(Task requirements) Render each line of the listing below as one string in a JSON list, omitting any blank lines.
************
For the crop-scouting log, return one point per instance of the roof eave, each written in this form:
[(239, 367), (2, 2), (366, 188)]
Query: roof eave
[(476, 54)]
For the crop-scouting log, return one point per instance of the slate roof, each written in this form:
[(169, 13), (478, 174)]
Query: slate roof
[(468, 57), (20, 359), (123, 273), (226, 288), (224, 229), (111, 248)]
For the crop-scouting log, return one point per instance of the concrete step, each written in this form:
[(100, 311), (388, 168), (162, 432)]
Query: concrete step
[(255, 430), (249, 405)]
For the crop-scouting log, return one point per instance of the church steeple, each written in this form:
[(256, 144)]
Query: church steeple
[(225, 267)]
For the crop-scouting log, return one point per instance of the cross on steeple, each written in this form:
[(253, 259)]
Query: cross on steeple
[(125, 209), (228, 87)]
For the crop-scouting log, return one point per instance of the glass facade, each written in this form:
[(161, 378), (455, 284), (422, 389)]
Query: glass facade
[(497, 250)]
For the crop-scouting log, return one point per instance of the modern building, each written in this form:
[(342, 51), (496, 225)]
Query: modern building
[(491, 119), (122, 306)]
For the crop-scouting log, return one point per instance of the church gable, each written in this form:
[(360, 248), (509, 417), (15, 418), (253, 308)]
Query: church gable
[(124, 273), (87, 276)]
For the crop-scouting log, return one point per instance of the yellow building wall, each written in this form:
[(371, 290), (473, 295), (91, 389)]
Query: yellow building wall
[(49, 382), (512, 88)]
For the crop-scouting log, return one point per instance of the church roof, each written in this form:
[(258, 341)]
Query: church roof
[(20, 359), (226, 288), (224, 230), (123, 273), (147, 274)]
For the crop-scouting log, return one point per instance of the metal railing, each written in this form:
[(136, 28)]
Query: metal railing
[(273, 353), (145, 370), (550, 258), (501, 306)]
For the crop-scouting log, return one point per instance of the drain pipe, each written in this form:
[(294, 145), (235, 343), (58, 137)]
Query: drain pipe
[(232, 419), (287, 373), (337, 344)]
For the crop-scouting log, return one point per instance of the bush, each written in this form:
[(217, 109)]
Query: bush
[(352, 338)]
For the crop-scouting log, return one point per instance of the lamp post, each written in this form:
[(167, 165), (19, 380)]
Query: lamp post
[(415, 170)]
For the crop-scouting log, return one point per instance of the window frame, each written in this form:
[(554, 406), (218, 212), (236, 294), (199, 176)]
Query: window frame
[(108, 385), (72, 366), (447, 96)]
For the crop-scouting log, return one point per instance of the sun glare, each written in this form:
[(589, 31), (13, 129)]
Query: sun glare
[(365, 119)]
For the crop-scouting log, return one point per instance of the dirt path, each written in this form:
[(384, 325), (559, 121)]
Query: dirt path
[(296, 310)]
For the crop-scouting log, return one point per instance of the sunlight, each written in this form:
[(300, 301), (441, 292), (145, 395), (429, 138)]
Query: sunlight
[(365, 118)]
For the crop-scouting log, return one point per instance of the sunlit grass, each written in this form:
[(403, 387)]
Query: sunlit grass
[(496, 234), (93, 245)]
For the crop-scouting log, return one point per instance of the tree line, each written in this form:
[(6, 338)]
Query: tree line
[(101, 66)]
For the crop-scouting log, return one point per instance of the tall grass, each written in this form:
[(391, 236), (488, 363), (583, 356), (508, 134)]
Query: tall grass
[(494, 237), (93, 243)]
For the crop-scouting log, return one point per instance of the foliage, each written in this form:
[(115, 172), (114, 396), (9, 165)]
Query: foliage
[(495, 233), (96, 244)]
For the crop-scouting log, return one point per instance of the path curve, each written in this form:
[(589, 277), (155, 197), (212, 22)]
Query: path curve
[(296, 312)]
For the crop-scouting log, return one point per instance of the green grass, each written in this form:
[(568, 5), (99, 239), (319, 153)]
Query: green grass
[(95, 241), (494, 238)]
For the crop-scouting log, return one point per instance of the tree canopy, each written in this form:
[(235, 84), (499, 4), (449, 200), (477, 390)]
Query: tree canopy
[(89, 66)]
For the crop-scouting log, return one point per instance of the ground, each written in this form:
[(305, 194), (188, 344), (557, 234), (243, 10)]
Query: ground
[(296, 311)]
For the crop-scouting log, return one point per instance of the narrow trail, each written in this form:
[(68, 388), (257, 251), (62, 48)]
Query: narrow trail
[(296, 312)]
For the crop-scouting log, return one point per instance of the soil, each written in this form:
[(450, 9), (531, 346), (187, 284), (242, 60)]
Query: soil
************
(Reply)
[
  "For the crop-scouting log, return one point per instance of the roof eave, each written in this form:",
  "[(239, 367), (2, 2), (366, 188)]",
  "Query: roof eave",
  "[(476, 54)]",
  "For the crop-scouting log, return one point per instance of the slate roof, each written in this form:",
  "[(169, 13), (478, 174)]",
  "Query: slate roof",
  "[(468, 57), (20, 359), (123, 273), (226, 288), (224, 229), (111, 248)]",
  "For the crop-scouting log, return one point per instance of the concrete step, each written in this form:",
  "[(100, 311), (388, 168), (162, 432)]",
  "Query: concrete step",
  "[(255, 430), (249, 405)]",
  "For the crop-scouting log, return one point per instance of the church steeple, each written in this form:",
  "[(256, 144)]",
  "Query: church steeple",
  "[(225, 267)]",
  "For the crop-scouting log, return one point per instance of the cross on steeple, each written in this form:",
  "[(253, 259)]",
  "Query: cross on steeple",
  "[(125, 209), (228, 87)]",
  "For the crop-scouting log, return one point per instance of the glass facade, each written in this form:",
  "[(161, 378), (455, 284), (422, 389)]",
  "Query: glass facade",
  "[(497, 250)]",
  "For the crop-scouting log, return one point per instance of the modern building, each written in this form:",
  "[(342, 51), (496, 225)]",
  "Query: modern building",
  "[(491, 119), (122, 306)]",
  "For the crop-scouting log, return one point per instance of the church gable, each written in this form:",
  "[(360, 248), (509, 417), (15, 418), (253, 308)]",
  "Query: church gable",
  "[(124, 273), (87, 276)]",
  "For the crop-scouting log, return one point per instance of the yellow building wall, each written in this form:",
  "[(371, 290), (473, 295), (91, 389)]",
  "Query: yellow building wall",
  "[(49, 382), (512, 88)]",
  "For the crop-scouting log, return one point per instance of the church roof, each written in this form:",
  "[(258, 341)]",
  "Query: church roof",
  "[(20, 359), (226, 288), (224, 230), (123, 273), (147, 274)]",
  "For the crop-scouting log, return one point per instance of the metal railing, each written in this form:",
  "[(136, 28)]",
  "Query: metal railing",
  "[(273, 353), (145, 370), (550, 258), (501, 306)]",
  "For the crop-scouting log, return one point per instance of the drain pipe, each written in this form:",
  "[(294, 145), (235, 343), (58, 137)]",
  "Query: drain pipe",
  "[(232, 419), (287, 373), (337, 344)]",
  "For the crop-scouting log, return one point per instance of the bush, each written in this form:",
  "[(217, 109)]",
  "Query: bush",
  "[(352, 338)]",
  "For the crop-scouting log, return one point per instance of the lamp post, each written in this form:",
  "[(167, 165), (19, 380)]",
  "Query: lamp post",
  "[(415, 170)]",
  "For the crop-scouting log, return one point per instance of the window frame, each written in this form:",
  "[(554, 406), (218, 212), (236, 294), (199, 176)]",
  "Query: window frame",
  "[(108, 385), (72, 366), (447, 96)]",
  "For the crop-scouting log, return one point per instance of the sun glare, each written in this form:",
  "[(589, 31), (13, 129)]",
  "Query: sun glare",
  "[(365, 119)]",
  "For the crop-scouting log, return one point per instance of the dirt path, each written in this form:",
  "[(384, 325), (559, 121)]",
  "Query: dirt path",
  "[(296, 310)]",
  "For the crop-scouting log, return one point per instance of the sunlight, each written in this form:",
  "[(300, 301), (441, 292), (145, 395), (429, 138)]",
  "Query: sunlight",
  "[(365, 118)]",
  "For the crop-scouting log, return one point per instance of the sunlit grass, each written in this form:",
  "[(403, 387)]",
  "Query: sunlit grass",
  "[(496, 234), (93, 245)]",
  "For the crop-scouting log, return one point per instance of the tree line, each written in this form:",
  "[(6, 338)]",
  "Query: tree line",
  "[(101, 66)]",
  "For the crop-scouting log, return one point per instance of the tall grass, each written in this form:",
  "[(391, 236), (488, 363), (583, 356), (508, 134)]",
  "Query: tall grass",
  "[(494, 237), (93, 243)]",
  "For the crop-scouting log, return one point per instance of the foliage, each written in this form:",
  "[(115, 172), (114, 396), (9, 165)]",
  "Query: foliage",
  "[(495, 233), (96, 244)]",
  "For the crop-scouting log, return one point per instance of the path curve, each written in this form:",
  "[(589, 277), (155, 197), (212, 22)]",
  "Query: path curve",
  "[(296, 312)]",
  "For the crop-scouting log, return one point per instance of the green grass, each written in this form:",
  "[(568, 5), (99, 239), (319, 153)]",
  "Query: green grass",
  "[(95, 241), (494, 238)]",
  "For the crop-scouting log, return one point per instance of the tree canopy, each written in this form:",
  "[(235, 84), (499, 4), (449, 200), (477, 390)]",
  "Query: tree canopy",
  "[(89, 66)]",
  "For the crop-scouting log, return one point per instance of the ground, each written in this form:",
  "[(305, 194), (188, 344), (557, 234), (243, 10)]",
  "Query: ground",
  "[(296, 311)]",
  "For the crop-scouting log, return one point per instance of the narrow trail, each written in this form:",
  "[(68, 388), (257, 251), (62, 48)]",
  "Query: narrow trail",
  "[(296, 312)]",
  "For the crop-scouting log, return one point per instance of the soil, each written in this form:",
  "[(450, 9), (531, 346), (187, 284), (242, 60)]",
  "Query: soil"
]